_Task brief_. Check the material that follows and say how many lines include the string "prompts", giving the number alone.

┌────────

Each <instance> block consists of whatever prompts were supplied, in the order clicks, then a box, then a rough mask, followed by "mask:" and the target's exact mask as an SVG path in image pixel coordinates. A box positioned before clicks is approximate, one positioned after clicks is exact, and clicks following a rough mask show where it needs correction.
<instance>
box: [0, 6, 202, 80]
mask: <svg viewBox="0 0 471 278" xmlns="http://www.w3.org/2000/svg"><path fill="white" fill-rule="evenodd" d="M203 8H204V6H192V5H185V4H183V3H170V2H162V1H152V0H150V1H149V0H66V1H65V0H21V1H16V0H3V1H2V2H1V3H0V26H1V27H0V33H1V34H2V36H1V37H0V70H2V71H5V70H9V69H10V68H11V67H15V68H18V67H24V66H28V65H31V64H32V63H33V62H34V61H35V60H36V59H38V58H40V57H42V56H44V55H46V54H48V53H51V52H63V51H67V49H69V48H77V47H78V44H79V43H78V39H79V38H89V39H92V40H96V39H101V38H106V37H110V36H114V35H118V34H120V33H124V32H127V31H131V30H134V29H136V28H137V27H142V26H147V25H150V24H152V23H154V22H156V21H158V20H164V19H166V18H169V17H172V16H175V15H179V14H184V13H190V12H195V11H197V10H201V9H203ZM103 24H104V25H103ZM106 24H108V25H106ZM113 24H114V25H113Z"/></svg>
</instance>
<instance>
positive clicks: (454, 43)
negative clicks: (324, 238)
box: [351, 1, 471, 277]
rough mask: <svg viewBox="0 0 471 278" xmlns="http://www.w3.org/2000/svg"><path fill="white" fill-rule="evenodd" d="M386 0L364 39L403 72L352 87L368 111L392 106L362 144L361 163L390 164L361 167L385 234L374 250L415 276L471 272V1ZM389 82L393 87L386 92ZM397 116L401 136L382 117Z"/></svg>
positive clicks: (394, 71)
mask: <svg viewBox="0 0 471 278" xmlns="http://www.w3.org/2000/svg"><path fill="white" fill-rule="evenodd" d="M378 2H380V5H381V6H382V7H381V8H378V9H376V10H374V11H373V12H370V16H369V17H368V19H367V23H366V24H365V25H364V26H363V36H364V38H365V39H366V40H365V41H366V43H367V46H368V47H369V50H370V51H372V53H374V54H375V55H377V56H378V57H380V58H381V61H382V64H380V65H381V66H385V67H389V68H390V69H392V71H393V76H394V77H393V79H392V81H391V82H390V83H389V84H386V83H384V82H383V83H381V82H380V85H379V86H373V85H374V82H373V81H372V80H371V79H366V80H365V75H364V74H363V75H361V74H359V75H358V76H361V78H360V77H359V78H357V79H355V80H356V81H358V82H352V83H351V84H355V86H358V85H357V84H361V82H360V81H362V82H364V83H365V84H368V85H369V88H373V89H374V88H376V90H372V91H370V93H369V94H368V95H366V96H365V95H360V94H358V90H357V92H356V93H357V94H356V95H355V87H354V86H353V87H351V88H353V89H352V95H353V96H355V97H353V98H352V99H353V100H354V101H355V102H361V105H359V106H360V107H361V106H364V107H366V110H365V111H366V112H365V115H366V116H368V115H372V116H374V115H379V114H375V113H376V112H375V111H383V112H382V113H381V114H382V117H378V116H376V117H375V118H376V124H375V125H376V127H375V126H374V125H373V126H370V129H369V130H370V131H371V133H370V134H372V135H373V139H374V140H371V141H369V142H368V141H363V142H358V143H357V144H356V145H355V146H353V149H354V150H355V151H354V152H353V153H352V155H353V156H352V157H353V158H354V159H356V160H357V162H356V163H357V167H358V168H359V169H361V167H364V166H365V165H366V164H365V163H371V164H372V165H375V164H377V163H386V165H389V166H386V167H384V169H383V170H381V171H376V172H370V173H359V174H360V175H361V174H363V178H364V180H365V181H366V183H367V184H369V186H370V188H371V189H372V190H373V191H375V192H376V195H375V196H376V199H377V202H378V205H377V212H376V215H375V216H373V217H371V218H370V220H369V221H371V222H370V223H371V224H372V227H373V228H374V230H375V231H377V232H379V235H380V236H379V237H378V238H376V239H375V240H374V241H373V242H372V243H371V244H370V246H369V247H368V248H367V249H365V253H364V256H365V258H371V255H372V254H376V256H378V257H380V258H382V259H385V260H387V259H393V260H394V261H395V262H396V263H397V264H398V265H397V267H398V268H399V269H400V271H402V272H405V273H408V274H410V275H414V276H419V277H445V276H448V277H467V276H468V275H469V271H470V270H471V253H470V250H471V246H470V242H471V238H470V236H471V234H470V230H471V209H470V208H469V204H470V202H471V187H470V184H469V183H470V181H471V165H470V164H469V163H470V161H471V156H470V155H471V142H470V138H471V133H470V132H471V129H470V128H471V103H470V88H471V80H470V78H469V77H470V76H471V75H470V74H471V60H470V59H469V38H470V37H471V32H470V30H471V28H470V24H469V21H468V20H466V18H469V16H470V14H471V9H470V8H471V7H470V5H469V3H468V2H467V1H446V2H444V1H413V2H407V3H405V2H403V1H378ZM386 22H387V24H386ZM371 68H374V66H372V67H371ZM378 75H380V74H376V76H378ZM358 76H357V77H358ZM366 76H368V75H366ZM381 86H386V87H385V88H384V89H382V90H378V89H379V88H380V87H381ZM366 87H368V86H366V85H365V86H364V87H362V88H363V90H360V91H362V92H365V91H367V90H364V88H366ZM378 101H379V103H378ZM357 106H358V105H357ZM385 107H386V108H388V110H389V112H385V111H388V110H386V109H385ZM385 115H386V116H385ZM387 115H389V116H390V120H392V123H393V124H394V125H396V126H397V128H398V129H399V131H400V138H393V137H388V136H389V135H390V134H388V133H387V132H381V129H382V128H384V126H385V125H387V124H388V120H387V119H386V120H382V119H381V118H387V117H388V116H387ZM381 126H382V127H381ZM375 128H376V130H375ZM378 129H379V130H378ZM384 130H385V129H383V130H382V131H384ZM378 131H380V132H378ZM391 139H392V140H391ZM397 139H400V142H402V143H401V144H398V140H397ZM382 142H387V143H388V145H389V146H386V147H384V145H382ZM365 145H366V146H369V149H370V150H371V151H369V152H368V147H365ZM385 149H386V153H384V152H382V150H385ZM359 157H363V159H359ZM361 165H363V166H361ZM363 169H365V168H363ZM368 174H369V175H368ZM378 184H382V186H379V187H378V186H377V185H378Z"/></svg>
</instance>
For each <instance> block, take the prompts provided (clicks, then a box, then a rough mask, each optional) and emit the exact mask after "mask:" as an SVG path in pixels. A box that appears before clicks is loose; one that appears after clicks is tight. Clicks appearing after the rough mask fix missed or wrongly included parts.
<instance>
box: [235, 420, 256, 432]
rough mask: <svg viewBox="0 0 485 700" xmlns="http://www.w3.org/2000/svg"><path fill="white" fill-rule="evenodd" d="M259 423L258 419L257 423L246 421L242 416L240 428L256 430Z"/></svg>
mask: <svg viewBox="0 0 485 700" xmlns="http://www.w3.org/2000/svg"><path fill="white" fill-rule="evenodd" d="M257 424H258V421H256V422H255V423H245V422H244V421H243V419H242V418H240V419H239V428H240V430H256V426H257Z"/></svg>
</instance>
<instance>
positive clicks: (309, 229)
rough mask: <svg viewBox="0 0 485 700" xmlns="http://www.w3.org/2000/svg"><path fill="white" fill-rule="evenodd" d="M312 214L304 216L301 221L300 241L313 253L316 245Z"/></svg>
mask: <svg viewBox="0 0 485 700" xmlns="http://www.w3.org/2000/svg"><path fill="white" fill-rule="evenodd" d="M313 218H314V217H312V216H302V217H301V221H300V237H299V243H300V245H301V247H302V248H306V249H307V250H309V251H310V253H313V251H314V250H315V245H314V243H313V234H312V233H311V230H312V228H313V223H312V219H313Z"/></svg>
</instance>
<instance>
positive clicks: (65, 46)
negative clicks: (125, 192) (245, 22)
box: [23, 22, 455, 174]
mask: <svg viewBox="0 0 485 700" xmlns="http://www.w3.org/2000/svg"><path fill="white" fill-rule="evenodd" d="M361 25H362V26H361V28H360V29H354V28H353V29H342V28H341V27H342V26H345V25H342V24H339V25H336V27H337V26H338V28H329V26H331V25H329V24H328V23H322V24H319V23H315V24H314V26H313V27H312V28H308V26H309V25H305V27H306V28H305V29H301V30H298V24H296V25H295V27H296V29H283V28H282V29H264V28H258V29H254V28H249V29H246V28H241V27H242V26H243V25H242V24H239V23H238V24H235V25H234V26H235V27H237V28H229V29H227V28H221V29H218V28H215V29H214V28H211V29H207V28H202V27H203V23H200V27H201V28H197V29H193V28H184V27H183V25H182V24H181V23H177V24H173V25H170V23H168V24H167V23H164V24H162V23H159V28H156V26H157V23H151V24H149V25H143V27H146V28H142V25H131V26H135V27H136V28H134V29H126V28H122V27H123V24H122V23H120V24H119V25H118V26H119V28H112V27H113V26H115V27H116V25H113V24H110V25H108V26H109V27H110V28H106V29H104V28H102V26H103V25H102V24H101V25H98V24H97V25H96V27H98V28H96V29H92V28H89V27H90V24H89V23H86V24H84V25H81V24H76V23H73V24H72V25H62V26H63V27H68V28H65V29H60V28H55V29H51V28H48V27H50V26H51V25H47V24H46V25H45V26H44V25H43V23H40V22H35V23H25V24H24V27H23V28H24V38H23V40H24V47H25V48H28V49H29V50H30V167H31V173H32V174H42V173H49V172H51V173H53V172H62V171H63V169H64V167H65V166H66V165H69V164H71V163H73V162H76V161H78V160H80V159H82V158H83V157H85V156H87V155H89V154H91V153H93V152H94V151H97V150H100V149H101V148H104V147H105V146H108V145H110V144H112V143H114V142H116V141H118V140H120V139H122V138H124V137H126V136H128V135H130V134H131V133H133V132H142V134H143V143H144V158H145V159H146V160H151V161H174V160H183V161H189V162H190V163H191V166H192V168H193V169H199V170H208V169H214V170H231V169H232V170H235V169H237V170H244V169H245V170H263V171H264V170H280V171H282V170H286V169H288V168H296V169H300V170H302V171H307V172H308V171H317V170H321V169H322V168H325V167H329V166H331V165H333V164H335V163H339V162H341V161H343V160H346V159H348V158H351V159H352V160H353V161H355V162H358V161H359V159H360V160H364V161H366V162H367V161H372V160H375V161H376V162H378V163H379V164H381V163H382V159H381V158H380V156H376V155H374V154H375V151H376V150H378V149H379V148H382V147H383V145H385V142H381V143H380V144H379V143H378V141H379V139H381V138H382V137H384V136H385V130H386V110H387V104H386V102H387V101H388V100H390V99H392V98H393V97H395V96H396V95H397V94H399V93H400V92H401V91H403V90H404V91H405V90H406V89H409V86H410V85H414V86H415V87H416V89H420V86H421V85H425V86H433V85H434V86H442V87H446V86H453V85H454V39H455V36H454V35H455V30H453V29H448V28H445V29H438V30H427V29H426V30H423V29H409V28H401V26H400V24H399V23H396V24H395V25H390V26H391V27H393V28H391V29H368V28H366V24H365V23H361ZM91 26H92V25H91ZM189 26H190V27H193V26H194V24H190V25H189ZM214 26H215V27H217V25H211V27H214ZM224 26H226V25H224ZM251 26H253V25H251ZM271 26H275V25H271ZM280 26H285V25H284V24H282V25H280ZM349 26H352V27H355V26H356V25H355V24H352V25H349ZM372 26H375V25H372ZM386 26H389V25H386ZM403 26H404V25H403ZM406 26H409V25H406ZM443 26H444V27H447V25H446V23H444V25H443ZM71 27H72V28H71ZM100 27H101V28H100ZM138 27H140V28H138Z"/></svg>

└────────

_Answer space_. 2